── Exercise inputs

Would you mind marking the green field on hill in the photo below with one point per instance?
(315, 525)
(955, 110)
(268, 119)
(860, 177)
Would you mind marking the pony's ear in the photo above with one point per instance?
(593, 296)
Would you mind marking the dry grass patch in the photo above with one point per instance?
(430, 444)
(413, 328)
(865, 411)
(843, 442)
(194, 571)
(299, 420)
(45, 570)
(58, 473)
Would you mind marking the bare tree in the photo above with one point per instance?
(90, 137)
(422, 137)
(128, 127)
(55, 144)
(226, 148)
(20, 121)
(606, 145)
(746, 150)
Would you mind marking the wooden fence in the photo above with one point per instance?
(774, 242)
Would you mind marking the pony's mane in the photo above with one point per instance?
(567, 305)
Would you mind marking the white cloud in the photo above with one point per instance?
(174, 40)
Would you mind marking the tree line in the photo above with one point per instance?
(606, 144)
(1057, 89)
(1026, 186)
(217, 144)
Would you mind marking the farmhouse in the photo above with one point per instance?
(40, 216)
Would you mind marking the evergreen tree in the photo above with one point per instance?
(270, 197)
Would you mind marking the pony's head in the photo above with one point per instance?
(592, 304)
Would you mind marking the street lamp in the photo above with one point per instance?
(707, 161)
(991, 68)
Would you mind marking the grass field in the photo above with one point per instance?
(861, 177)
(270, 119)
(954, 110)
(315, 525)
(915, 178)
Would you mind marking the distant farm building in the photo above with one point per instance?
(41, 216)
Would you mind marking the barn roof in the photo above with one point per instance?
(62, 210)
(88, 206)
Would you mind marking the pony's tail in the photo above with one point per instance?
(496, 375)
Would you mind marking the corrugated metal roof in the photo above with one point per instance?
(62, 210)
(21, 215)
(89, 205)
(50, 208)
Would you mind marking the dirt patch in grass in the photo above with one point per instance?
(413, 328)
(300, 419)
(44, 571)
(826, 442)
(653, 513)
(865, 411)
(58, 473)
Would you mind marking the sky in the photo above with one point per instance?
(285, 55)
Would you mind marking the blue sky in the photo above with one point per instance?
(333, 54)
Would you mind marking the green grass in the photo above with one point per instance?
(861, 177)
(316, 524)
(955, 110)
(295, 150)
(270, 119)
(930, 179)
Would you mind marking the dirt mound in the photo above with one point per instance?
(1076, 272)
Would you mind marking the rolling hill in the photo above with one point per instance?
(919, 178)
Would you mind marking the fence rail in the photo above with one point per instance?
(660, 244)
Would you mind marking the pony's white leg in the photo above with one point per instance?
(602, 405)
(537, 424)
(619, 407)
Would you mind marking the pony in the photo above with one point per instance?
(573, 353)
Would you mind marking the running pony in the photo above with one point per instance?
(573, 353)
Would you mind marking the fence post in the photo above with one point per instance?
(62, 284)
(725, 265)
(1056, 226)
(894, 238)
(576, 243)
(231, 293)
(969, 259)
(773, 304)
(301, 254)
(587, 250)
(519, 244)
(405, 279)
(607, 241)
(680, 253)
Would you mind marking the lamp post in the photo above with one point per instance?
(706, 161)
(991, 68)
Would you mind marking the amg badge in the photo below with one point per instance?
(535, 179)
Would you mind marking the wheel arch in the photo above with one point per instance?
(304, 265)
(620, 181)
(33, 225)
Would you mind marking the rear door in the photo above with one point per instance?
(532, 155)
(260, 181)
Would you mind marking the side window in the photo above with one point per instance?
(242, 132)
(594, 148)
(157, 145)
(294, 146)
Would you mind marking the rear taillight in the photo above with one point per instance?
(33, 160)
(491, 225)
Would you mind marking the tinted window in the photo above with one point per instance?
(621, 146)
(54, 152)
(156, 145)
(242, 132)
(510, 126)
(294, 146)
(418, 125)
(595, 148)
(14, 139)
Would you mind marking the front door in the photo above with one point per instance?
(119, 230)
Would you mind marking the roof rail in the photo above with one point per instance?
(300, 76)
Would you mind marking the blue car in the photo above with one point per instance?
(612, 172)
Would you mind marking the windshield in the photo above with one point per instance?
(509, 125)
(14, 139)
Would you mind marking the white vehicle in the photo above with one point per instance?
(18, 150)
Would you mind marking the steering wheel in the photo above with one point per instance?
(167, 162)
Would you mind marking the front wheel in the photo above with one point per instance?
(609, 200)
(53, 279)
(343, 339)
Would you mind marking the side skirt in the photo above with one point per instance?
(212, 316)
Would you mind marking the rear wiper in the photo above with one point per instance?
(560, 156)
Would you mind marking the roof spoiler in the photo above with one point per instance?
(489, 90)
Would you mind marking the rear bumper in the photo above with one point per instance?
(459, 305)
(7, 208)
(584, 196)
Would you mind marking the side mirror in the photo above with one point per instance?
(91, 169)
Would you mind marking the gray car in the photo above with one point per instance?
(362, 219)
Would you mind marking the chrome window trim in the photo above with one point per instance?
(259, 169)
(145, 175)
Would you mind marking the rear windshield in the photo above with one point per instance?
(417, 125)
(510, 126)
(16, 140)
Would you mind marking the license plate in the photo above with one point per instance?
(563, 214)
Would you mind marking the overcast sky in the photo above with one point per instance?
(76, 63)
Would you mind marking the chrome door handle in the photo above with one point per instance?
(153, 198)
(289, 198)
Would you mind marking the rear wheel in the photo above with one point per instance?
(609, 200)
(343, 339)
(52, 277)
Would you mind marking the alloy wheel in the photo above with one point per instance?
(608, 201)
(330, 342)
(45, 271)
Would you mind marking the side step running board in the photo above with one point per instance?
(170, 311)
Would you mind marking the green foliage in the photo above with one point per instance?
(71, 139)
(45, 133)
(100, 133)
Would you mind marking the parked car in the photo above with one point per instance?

────

| Problem statement |
What is needed is an exact copy of every record above.

| Response for this exercise |
Would you mind marking the green field on hill in the photo below with one point per instance?
(315, 525)
(955, 110)
(268, 119)
(860, 177)
Would you mind marking the pony's ear in the photo above with one point per instance?
(593, 296)
Would you mind marking the dry grass patch in the photo above with one point per instance?
(430, 444)
(413, 328)
(865, 411)
(843, 442)
(194, 571)
(299, 420)
(45, 570)
(58, 473)
Would you mind marking the bare tree in the photo above with one point per instance?
(90, 137)
(422, 137)
(128, 127)
(55, 144)
(226, 148)
(20, 121)
(606, 145)
(746, 150)
Would you mind marking the wooden fence in the photo above with one point per instance?
(774, 242)
Would you mind marking the pony's mane in the photo above with one point per instance?
(567, 305)
Would you mind marking the white cloud in the photo above with one point per instance?
(174, 40)
Would you mind marking the tree line in the photo above with one point per instance?
(606, 144)
(1057, 89)
(1026, 186)
(217, 144)
Would you mind marking the farmhouse in the photo above with one point per instance?
(40, 216)
Would you mind marking the evergreen tree in the photo above with one point per instance?
(270, 197)
Would you mind marking the pony's head in the photo above with one point per instance?
(592, 304)
Would you mind marking the street lamp in the photo above with one point per instance?
(707, 161)
(991, 68)
Would you mind marking the grass field in the photo above with one point per instance?
(861, 177)
(270, 119)
(954, 110)
(315, 525)
(915, 178)
Would you mind marking the distant farm building in the photo above with one point per instance?
(41, 216)
Would you mind marking the barn roof in the photo above with one point per instance?
(62, 210)
(88, 206)
Would you mind marking the pony's tail in the photo above with one point per instance?
(496, 375)
Would you mind marking the corrugated metal roof in the photo above with one point per instance?
(62, 210)
(21, 215)
(89, 205)
(50, 208)
Would you mind marking the dirt patch in grass in the photo above with one point per instance?
(413, 328)
(300, 419)
(44, 571)
(826, 442)
(653, 513)
(865, 411)
(58, 473)
Would you mind marking the sky in the photo above with one point per instance?
(285, 55)
Would you mind marking the blue sky in the photo above with one point per instance?
(333, 54)
Would you mind marking the green grass in the photo above with one point per instance?
(861, 177)
(316, 524)
(955, 110)
(295, 150)
(270, 119)
(930, 179)
Would you mind marking the dirt mound in the photo above with one point per instance?
(1076, 272)
Would you mind marking the rolling hill in the photo above with one point per instance?
(919, 178)
Would you mind marking the fence rail in the photo above with one point per instance?
(660, 244)
Would you mind marking the pony's white leg in the photo above with one point per instance?
(602, 405)
(537, 424)
(619, 407)
Would you mind marking the pony in the photo above with one point per instance?
(573, 353)
Would you mind marking the running pony in the photo above with one point per instance?
(573, 353)
Would you mind marking the fence post in the photo above with one point per instance?
(62, 284)
(725, 265)
(1056, 226)
(894, 238)
(576, 243)
(231, 293)
(969, 259)
(773, 304)
(301, 254)
(587, 250)
(519, 244)
(405, 279)
(607, 241)
(680, 253)
Would you mind marking the lamp post in the photo above with one point per instance?
(706, 161)
(991, 68)
Would you mind marking the amg badge in the photo below with one point per instance?
(535, 179)
Would you mind marking the wheel arch in the photo above with one point per instance?
(304, 265)
(620, 181)
(33, 225)
Would you mind marking the rear door in the photo above with one point per instance?
(532, 155)
(260, 181)
Would you mind marking the side window in the photo above with one point per instance?
(242, 132)
(594, 148)
(157, 145)
(294, 146)
Would you mind marking the rear taillight in the photo above with one point per instance?
(33, 160)
(491, 225)
Would you mind marking the tinted window in the photo above with one point per instance?
(621, 146)
(54, 152)
(156, 145)
(242, 132)
(510, 126)
(294, 146)
(418, 125)
(595, 148)
(14, 139)
Would you mind marking the front door in the photo above with one point per instance?
(119, 230)
Would you mind marking the roof rail in the photo above with one point per instance?
(300, 76)
Would you mind marking the blue car in the photo above with one point per instance?
(612, 172)
Would you mind marking the windshield in the photo above with one point per instance?
(509, 125)
(14, 139)
Would you mind marking the white vehicle in the photo above with one point per instance?
(18, 150)
Would you mind marking the steering wheel in the photo above with one point per instance?
(167, 162)
Would you mind marking the front wheel in the photo above with one point per instance?
(609, 200)
(53, 279)
(343, 339)
Would you mind marking the side skirt in the photo above with one point per instance?
(212, 316)
Would you mind marking the rear wiper in the photo above with one point per instance?
(560, 156)
Would you mind marking the roof spoiler in the photo above with one point per instance?
(489, 90)
Would you mind marking the rear bumper in the photo above with one point per instance?
(459, 305)
(7, 208)
(584, 196)
Would you mind marking the side mirror in the photo above with one point per instance?
(91, 169)
Would you mind marking the gray car in the photo above with one point per instance?
(362, 219)
Would you mind marking the chrome window trim in the photo above with one point per instance?
(259, 169)
(145, 175)
Would you mind marking the rear windshield in the photo above with one point per instance?
(417, 125)
(510, 126)
(16, 140)
Would you mind marking the license plate in the photo above with one point per instance?
(563, 214)
Would you mind marking the overcast sky in the photo above with one point per instance?
(76, 63)
Would you mind marking the chrome door handle in the photo above with one point per instance?
(153, 198)
(289, 198)
Would you mind marking the rear wheel in the photo above with one point per instance?
(609, 200)
(343, 339)
(52, 277)
Would you mind marking the alloy wheel in the photo above with one point per instance?
(608, 201)
(330, 342)
(45, 271)
Would you mind marking the side step running board in the photo above with one point per instance?
(170, 311)
Would you mind marking the green foliage in the photo above with one point per instance?
(71, 139)
(45, 133)
(100, 133)
Would you mind marking the parked car in the photo above with one point per instance?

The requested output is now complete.